Passage to read:

On Friday, Robinhood cofounder and CEO Vlad Tenev rang the opening bell at the New York Stock Exchange. This time, he wasn’t celebrating the public offering of his own startup, but instead an investment fund that Robinhood launched that allows retail traders to get access to red-hot private companies like Databricks and Ramp.
Robinhood’s core philosophy has always been giving everyday users access to the same tools, such as options trading, as their institutional counterparts. Tenev argues that walling off such products to accredited investors contributes to the wealth gap. Robinhood’s mileage on this ethos has varied, with the platform only rebounding from the reputational hit of the 2021 GameStop debacle in recent years. But Tenev continues to double down on expanding the investment suite on his brokerage platform. That includes a recent foray into prediction markets—the new oracle of truth and hedging, or a new way to lose money on parlay bets, depending on who you’re asking.
But Tenev’s pet passion has been “blowing” open the door to private markets, as he said on CNBC last week. On the surface, it’s a noble project. Everyone wants access to companies like Anthropic and SpaceX, but only the most connected investors can get access—at least without paying exorbitant fees or buying into scams. When (and if) the private market equivalents of the Magnificent Seven go public, it’ll be the most elite firms on Wall Street raking in the profits. Over the summer, Tenev called it a “big tragedy” that all the excitement is in private markets.

Prompt: In the article about Robinhood, where did Vlad Tenev ring the opening bell on Friday? The items that come next have no connection to the article about Robinhood.

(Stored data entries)
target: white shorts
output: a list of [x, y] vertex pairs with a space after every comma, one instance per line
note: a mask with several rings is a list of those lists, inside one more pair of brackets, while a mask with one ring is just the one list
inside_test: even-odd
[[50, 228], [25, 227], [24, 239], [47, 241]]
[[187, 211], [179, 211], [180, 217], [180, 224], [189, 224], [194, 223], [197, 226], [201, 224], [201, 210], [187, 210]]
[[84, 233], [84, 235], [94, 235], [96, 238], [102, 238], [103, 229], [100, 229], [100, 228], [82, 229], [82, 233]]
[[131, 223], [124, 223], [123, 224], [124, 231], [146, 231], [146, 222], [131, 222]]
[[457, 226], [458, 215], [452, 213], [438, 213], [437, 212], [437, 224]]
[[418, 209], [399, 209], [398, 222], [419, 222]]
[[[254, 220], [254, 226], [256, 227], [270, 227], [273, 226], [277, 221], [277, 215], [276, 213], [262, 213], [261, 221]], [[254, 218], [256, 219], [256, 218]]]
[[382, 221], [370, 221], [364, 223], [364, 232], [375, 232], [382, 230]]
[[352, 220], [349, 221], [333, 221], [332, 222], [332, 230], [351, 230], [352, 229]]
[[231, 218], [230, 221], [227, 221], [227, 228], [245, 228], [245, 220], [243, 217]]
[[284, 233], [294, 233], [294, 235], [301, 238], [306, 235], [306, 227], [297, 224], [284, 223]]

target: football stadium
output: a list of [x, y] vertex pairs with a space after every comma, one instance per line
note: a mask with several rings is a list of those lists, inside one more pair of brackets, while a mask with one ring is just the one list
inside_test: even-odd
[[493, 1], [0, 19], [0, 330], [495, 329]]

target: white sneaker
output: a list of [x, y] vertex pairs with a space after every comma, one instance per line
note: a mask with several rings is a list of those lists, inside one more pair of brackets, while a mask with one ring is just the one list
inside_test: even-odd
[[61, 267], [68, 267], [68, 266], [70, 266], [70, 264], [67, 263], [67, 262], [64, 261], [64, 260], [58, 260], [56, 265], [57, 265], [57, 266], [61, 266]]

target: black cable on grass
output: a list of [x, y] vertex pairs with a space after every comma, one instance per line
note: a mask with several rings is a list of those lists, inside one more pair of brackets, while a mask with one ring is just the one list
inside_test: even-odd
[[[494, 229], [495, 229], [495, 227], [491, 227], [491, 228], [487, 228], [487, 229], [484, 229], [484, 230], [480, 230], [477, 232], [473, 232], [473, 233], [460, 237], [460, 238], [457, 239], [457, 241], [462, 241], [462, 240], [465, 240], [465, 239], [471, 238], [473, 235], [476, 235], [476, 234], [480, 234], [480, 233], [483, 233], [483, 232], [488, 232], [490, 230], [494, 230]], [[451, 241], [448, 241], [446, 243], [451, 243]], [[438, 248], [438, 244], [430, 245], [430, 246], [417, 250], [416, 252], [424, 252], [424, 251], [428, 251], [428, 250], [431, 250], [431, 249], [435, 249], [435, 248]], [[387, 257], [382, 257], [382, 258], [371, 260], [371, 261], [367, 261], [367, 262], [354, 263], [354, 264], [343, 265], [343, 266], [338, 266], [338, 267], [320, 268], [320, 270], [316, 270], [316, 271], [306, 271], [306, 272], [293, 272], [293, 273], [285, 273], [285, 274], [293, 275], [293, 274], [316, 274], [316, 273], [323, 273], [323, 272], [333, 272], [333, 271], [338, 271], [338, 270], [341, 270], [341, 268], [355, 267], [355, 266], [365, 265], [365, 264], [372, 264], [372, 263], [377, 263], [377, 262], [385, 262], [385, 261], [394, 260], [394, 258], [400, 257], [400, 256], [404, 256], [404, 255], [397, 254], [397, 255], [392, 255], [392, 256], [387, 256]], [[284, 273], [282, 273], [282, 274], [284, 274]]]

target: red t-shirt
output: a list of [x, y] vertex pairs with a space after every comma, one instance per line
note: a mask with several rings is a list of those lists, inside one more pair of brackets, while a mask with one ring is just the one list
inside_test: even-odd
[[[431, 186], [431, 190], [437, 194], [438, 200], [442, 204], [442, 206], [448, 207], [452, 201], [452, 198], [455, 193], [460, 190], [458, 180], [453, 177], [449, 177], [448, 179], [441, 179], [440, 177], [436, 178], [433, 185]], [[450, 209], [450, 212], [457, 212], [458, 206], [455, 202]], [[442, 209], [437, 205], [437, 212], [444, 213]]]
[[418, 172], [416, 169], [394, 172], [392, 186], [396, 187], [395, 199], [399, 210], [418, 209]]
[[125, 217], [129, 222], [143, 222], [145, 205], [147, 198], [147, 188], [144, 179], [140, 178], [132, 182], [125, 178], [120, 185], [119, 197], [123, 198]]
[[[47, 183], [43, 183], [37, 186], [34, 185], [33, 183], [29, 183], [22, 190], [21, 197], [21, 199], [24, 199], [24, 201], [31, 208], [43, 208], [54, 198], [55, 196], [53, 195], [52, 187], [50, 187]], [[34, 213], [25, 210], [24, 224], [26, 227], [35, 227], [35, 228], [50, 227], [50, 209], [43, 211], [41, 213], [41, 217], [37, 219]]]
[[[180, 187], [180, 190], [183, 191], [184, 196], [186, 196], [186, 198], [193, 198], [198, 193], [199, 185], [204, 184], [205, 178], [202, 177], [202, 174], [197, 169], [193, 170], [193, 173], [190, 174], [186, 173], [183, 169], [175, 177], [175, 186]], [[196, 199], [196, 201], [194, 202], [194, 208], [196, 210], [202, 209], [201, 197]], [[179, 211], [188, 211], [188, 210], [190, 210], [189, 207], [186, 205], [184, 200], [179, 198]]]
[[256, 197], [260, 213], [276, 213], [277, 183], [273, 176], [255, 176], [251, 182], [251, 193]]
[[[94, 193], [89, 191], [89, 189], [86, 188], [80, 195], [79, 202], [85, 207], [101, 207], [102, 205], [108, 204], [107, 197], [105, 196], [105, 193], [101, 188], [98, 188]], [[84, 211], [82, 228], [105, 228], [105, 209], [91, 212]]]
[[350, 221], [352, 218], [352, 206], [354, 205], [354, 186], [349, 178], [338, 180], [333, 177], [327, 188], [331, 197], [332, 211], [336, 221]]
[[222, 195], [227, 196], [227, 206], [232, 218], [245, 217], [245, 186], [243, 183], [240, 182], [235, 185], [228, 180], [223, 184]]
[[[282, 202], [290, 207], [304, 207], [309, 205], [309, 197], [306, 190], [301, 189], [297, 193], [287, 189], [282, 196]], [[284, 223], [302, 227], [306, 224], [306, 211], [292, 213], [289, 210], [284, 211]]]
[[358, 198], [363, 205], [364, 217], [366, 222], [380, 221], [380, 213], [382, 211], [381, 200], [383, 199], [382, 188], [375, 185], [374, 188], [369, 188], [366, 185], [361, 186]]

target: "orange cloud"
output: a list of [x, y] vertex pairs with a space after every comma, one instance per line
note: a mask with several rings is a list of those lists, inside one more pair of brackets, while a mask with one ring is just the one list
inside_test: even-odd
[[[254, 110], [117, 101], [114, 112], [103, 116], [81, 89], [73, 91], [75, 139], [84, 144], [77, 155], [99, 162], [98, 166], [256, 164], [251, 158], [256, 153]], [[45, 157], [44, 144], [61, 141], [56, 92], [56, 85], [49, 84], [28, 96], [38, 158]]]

Exercise response: At the New York Stock Exchange.